■ **Short task**:
Find the line containing "of the silver". Return it and every line after it, unchanged, up to and including the last line.

Pointing dataset excerpts
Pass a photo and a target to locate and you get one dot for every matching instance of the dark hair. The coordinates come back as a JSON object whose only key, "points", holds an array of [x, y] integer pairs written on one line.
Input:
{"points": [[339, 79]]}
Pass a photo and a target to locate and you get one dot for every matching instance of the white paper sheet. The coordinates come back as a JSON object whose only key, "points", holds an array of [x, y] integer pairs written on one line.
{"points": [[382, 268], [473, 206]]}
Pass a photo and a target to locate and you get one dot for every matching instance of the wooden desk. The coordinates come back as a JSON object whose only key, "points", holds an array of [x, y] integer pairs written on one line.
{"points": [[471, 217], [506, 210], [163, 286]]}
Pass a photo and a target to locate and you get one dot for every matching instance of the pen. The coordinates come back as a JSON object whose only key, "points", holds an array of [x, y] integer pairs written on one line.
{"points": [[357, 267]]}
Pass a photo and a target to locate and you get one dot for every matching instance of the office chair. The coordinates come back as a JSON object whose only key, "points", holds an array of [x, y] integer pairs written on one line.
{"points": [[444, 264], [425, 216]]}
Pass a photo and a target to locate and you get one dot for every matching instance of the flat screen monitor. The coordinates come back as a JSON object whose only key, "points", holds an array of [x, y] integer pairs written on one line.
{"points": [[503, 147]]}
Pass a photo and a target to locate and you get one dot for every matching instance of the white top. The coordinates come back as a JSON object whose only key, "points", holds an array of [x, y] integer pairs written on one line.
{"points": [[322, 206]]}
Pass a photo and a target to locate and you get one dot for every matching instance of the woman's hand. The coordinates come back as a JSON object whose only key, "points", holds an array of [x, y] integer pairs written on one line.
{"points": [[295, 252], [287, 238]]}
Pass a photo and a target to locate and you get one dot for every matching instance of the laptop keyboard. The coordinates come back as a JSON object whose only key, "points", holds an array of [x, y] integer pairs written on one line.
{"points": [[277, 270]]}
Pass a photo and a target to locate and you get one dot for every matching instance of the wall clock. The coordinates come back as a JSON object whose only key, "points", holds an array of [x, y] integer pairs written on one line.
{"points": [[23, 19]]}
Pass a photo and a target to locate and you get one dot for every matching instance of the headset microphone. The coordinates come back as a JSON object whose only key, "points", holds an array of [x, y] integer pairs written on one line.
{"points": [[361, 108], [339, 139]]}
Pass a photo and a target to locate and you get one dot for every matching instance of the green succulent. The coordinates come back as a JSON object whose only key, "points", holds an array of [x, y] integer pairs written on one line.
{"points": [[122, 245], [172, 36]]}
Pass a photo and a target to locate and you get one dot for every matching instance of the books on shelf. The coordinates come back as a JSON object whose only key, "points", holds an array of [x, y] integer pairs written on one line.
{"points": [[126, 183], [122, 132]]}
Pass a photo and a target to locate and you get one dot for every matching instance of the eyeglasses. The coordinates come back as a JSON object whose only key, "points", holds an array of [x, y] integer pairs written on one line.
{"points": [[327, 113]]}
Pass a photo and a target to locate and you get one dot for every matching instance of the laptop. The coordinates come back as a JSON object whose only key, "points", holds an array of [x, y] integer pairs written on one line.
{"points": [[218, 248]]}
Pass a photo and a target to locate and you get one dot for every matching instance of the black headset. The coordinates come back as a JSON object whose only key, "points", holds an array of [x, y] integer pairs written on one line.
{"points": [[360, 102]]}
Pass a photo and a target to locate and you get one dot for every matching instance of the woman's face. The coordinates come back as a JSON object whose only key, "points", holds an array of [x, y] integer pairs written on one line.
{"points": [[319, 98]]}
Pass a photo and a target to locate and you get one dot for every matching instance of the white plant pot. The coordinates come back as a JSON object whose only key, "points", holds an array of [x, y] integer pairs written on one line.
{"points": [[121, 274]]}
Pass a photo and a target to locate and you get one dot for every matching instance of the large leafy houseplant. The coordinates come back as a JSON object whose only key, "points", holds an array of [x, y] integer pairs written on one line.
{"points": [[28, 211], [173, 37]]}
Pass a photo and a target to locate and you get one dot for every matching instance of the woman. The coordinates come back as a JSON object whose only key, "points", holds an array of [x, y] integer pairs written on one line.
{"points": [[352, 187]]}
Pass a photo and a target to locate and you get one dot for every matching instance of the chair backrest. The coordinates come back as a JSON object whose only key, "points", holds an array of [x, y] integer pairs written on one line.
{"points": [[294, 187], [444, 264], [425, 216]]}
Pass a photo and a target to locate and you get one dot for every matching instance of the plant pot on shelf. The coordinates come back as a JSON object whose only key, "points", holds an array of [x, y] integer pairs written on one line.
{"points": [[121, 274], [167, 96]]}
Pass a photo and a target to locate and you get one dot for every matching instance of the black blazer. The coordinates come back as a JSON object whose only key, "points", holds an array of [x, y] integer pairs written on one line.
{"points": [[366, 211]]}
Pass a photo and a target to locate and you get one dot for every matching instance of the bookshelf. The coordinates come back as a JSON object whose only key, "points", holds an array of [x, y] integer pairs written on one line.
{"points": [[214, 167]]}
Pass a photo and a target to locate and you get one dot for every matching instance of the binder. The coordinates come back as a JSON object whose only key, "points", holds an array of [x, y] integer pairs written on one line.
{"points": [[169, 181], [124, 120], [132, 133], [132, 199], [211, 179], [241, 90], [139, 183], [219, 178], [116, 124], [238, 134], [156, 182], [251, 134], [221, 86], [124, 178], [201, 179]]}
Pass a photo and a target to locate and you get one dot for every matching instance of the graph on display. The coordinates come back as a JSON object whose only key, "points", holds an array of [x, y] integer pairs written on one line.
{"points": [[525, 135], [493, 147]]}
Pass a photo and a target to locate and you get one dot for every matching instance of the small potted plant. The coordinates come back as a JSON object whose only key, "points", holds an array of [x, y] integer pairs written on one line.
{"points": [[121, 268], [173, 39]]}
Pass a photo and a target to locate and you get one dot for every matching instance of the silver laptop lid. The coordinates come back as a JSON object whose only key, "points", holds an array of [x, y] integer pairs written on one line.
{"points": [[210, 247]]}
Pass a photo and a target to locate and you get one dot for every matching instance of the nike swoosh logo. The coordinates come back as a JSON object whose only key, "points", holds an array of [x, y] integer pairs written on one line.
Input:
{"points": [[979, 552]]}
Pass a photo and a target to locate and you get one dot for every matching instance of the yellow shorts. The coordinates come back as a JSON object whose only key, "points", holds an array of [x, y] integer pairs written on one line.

■ **Problem solution**:
Pass a photo and a target to locate and you get one dot for every matching instance of the silver laptop lid. The coordinates come back as a JSON object whose only key, "points", holds an array of [x, y] integer pairs written on one line.
{"points": [[210, 247]]}
Pass a photo and a target to locate and you get one dot for every matching instance of the nike swoosh logo. The coordinates come back as a JSON object whose only key, "points", holds an array of [x, y] integer pairs written on one line.
Input:
{"points": [[979, 552]]}
Pass a photo and a target to locate and you get one dot for every matching instance of the yellow shorts. The coordinates come back as a JSON object whose only key, "points", holds an array of [x, y] integer pairs written on one line.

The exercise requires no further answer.